Extracted records start

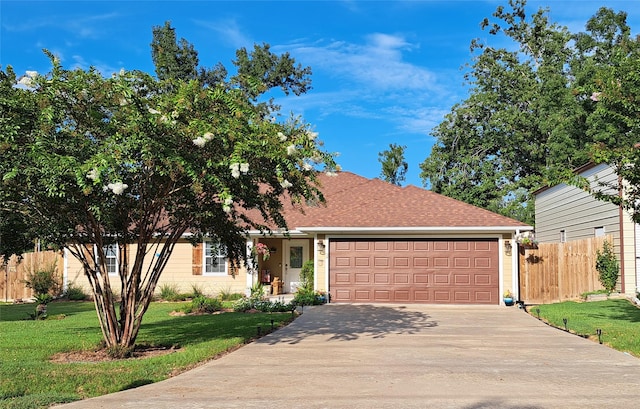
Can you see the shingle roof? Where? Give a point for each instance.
(354, 201)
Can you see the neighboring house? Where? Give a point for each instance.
(371, 242)
(566, 213)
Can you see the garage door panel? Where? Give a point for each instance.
(441, 279)
(401, 278)
(482, 262)
(482, 279)
(402, 296)
(382, 295)
(362, 278)
(421, 271)
(343, 261)
(381, 262)
(343, 278)
(443, 296)
(421, 296)
(401, 262)
(462, 296)
(381, 278)
(421, 262)
(341, 245)
(441, 246)
(461, 262)
(361, 295)
(381, 246)
(461, 279)
(441, 262)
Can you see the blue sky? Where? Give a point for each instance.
(383, 71)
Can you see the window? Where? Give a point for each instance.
(112, 259)
(295, 257)
(215, 259)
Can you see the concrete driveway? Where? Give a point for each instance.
(391, 356)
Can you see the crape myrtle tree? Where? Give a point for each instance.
(521, 123)
(137, 161)
(17, 116)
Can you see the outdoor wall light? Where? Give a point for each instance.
(507, 248)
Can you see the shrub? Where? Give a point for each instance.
(308, 297)
(243, 305)
(169, 292)
(246, 304)
(75, 293)
(257, 291)
(607, 266)
(44, 281)
(196, 291)
(202, 304)
(227, 295)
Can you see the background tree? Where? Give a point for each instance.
(521, 124)
(394, 167)
(136, 161)
(18, 112)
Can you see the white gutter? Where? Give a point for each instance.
(482, 229)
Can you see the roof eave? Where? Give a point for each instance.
(415, 230)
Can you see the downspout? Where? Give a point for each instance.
(515, 265)
(65, 270)
(621, 221)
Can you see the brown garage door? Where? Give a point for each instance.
(414, 271)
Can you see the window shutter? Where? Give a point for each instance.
(196, 260)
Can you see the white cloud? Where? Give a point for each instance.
(230, 32)
(378, 63)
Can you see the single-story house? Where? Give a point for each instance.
(371, 241)
(566, 213)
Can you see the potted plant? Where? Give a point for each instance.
(507, 297)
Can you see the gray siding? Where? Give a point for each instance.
(568, 208)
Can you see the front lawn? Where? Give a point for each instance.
(29, 379)
(618, 319)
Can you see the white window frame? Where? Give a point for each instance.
(106, 251)
(207, 245)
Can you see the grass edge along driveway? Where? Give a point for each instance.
(617, 319)
(29, 379)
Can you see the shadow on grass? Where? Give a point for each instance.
(21, 312)
(347, 322)
(195, 329)
(621, 309)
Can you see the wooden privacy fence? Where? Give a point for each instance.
(555, 272)
(14, 273)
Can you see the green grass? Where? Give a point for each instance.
(619, 320)
(28, 379)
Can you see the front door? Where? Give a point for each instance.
(295, 254)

Extracted records end

Task directions:
Leave the pictures out, and transcribe each of the records exactly.

Output for this exercise:
Can you see the shingle roof? Where? Give a point for each instance.
(354, 201)
Can you see the neighboring house? Where? Give a point for each instance.
(371, 242)
(566, 213)
Can you see the garage door panel? Where? Give a point for each instance.
(441, 279)
(401, 278)
(482, 262)
(482, 279)
(402, 296)
(382, 295)
(362, 278)
(421, 271)
(343, 261)
(381, 262)
(343, 278)
(443, 296)
(421, 296)
(401, 262)
(462, 296)
(381, 278)
(421, 262)
(341, 245)
(441, 246)
(461, 262)
(361, 295)
(381, 246)
(461, 279)
(441, 262)
Can you see the blue sky? Where? Give a point for each instance.
(383, 71)
Can you see the window? Where? Give a point for each instance.
(112, 259)
(295, 257)
(215, 259)
Can you see the concrete driveway? Where? Give a point for each instance.
(391, 356)
Can you see the crape myrtle tree? Where? Give a point for each instance.
(521, 123)
(137, 161)
(17, 116)
Can you see the outdoor wall light? Where? Give a point for each instance.
(507, 248)
Can you see the shrub? Where? Give a point for each instance.
(308, 297)
(243, 305)
(169, 292)
(246, 304)
(75, 293)
(257, 291)
(607, 266)
(44, 281)
(196, 291)
(202, 304)
(227, 295)
Can you see the background tree? Where? Give a point for each instance.
(521, 124)
(394, 167)
(136, 161)
(18, 112)
Can you see the white gutter? Where? Give a point for each instance.
(482, 229)
Can you see the roof eave? Where? Give a point for each instance.
(415, 230)
Can you see the downspout? Where? Give a point for each instance.
(515, 265)
(65, 270)
(621, 221)
Can you see the brown garage door? Where? Give a point for each instance.
(414, 271)
Can you see the window shutter? Where? Give a point for each instance.
(196, 260)
Can you see the white cloud? Where? Give a point for each instance.
(230, 32)
(378, 63)
Can you see the single-story house? Where? Give a point for each instance.
(371, 241)
(566, 213)
Can you see the potted plant? Where? Give a point for each instance.
(507, 297)
Can you see the gray siding? Where? Give a point for each instance.
(568, 208)
Can you see the front lawn? Where? Give a point for each instance.
(29, 379)
(618, 319)
Can you see the white window frame? Where? Give a point for each instance.
(106, 251)
(207, 245)
Can you see the grass edge along driveway? Where? Give a point for each instance.
(617, 319)
(29, 379)
Can you see the shadow on grass? Where? Give a point for each instance.
(21, 312)
(347, 322)
(195, 329)
(621, 309)
Can you see the wooden privacy fence? Where? Give a point for each instance.
(555, 272)
(14, 273)
Can you see the green grass? Where? Give a point for each instance.
(619, 320)
(28, 379)
Can you see the front door? Where? Give a point for each instance.
(295, 254)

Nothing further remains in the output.